▶ _Source extract_
########

<div class="alert alert-block alert-info">

# SFS Notebook 1 - mawk (Awk and Gawk)

<b>Created for Edinburgh College 2023
    by: </b> [michael.ferrie@edinburghcollege.ac.uk](mailto:michael.ferrie@edinburghcollege.ac.uk)

![Coding Gif](https://cdn.githubraw.com/michaelferrie/labs/main/code-coding.gif)

# Introduction

Some people might tell you that you don't need to learn awk, despite the naysayers I have used it many times and not many people are any good at it, but not you - you will not be one of those sad people who ask me to write their awks, you can write your own.

Imagine you have a 2 million line log file and you very quickly need to get out the 3rd and 85th column and you only want lines that end with x and start with y, and you have 10 seconds to achieve this when you are SSH'd into a remote server. That's where awk will be most useful. While other folk are speaking about how they can split the file up to open it in Excel, you'll be off for lunch.

########

▶ _Entries supplied_
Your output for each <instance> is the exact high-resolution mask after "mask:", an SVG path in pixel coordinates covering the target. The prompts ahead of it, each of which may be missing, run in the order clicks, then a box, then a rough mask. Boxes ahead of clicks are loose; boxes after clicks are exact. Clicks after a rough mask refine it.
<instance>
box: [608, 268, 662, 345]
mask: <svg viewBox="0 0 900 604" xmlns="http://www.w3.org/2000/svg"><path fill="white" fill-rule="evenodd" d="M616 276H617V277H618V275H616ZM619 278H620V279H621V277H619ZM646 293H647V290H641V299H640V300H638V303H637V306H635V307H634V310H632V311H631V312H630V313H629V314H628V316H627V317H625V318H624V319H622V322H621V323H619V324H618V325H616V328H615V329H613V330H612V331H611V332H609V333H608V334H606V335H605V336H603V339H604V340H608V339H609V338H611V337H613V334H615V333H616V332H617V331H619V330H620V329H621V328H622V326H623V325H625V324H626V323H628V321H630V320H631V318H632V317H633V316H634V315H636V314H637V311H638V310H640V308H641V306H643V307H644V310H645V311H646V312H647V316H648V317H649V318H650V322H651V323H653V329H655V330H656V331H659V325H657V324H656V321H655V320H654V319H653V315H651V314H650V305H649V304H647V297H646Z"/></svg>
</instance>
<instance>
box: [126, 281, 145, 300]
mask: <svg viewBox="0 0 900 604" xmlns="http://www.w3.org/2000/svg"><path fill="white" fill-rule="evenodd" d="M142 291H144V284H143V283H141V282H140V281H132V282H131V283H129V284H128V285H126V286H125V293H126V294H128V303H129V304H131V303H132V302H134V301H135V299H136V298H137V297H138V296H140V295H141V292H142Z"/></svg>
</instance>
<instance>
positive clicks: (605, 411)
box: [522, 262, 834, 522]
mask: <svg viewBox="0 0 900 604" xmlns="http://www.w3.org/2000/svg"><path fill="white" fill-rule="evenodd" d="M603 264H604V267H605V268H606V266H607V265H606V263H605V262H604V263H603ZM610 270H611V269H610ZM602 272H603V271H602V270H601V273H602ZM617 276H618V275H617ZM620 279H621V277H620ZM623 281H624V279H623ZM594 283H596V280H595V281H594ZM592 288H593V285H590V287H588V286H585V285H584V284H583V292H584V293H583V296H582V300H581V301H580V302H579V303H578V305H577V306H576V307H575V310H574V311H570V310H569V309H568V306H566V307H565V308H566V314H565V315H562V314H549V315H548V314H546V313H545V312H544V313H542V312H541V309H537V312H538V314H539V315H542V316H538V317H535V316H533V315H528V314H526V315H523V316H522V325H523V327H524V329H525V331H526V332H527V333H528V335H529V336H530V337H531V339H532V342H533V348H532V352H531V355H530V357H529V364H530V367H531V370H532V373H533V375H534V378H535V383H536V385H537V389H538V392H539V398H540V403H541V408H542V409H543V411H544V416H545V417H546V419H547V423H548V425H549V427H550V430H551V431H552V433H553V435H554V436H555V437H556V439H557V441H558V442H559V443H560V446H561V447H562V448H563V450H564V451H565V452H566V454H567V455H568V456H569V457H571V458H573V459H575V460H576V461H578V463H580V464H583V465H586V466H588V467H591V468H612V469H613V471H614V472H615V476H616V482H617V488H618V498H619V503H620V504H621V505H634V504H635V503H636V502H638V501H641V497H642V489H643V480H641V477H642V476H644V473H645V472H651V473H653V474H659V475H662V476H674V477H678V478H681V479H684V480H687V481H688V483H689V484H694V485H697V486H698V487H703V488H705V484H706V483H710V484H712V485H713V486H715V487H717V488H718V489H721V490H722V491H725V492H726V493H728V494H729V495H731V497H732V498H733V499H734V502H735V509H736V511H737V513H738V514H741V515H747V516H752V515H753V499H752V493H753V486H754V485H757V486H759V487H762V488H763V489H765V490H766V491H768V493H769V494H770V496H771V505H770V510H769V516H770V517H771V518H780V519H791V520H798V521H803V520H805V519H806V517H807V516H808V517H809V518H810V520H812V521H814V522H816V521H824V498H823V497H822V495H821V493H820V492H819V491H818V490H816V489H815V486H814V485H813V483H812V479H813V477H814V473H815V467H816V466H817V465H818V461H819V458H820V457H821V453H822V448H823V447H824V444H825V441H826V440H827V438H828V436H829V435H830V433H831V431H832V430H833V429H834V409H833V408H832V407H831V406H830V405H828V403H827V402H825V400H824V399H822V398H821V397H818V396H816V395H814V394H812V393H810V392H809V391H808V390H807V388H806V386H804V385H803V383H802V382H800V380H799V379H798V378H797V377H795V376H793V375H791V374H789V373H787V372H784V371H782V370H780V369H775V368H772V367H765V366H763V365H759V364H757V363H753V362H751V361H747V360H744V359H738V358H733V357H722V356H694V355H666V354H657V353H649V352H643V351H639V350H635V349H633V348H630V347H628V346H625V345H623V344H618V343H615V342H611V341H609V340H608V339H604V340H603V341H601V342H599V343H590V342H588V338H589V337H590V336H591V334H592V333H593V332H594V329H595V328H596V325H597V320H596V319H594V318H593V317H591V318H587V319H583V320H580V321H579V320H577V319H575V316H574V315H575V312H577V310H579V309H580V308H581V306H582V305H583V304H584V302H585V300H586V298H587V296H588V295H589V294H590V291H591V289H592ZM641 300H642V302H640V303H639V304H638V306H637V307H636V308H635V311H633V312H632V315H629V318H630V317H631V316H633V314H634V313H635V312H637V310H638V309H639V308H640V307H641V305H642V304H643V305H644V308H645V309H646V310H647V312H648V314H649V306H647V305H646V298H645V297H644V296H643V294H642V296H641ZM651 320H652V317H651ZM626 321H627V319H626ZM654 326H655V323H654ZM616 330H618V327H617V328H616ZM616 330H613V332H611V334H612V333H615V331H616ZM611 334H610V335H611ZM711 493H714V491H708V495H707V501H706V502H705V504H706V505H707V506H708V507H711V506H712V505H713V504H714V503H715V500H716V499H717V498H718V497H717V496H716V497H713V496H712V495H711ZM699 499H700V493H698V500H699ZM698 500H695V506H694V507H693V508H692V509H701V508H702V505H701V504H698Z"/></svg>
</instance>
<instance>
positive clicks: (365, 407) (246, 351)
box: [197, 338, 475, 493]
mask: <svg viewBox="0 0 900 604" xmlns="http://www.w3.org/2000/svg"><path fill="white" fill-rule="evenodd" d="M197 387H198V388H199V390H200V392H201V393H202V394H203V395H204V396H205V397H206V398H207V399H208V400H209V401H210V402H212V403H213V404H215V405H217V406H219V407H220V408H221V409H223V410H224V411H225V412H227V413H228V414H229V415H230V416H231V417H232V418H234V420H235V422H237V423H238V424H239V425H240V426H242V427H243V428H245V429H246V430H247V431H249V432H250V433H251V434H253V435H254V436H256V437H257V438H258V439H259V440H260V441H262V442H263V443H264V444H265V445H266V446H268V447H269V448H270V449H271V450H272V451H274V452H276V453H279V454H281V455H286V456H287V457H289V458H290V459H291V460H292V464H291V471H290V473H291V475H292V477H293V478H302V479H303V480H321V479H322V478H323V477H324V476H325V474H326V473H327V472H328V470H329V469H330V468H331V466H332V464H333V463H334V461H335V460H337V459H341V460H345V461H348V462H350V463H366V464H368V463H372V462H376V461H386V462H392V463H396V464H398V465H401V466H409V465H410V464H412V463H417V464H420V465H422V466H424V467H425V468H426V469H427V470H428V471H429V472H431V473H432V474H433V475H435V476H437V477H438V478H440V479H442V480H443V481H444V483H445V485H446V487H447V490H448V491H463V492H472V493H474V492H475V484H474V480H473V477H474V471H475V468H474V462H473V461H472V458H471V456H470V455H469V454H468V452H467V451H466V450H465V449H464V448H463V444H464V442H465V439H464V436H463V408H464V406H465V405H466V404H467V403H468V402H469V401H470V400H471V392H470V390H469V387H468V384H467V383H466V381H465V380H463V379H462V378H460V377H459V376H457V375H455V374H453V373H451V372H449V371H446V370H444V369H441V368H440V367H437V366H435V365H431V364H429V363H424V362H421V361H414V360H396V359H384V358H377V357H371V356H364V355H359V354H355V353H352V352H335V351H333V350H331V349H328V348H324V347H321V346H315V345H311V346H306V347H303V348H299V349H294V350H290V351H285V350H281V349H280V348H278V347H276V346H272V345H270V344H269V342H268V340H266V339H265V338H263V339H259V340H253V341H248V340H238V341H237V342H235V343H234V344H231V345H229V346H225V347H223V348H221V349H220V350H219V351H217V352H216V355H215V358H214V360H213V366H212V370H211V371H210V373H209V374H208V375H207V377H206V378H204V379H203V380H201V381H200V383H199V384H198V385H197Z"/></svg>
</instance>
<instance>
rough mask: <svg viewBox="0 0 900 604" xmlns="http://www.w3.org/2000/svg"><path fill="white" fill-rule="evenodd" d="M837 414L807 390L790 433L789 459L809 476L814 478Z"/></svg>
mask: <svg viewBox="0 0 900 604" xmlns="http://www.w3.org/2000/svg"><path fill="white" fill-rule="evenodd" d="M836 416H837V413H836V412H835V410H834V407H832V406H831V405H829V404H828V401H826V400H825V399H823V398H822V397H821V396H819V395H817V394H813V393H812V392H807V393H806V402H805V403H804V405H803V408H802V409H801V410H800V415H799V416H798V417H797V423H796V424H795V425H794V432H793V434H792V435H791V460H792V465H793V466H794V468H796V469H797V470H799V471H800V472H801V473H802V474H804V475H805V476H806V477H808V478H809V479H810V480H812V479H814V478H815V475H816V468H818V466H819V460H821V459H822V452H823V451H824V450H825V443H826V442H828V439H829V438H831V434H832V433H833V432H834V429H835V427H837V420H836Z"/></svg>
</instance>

########

▶ _Your tasks_
1. Translate this sentence from the awk introduction into Spanish: "That's where awk will be most useful."
2. Please convert the listing, from its first line through the line containing "box: [608, 268, 662, 345]", into a numbered list, leaving out any blank lines.
The awk introduction and the listing are unrelated to each other.

▶ _Answers to the tasks_
1. Ahí es donde awk resultará más útil.

2.
1. Your output for each <instance> is the exact high-resolution mask after "mask:", an SVG path in pixel coordinates covering the target. The prompts ahead of it, each of which may be missing, run in the order clicks, then a box, then a rough mask. Boxes ahead of clicks are loose; boxes after clicks are exact. Clicks after a rough mask refine it.
2. <instance>
3. box: [608, 268, 662, 345]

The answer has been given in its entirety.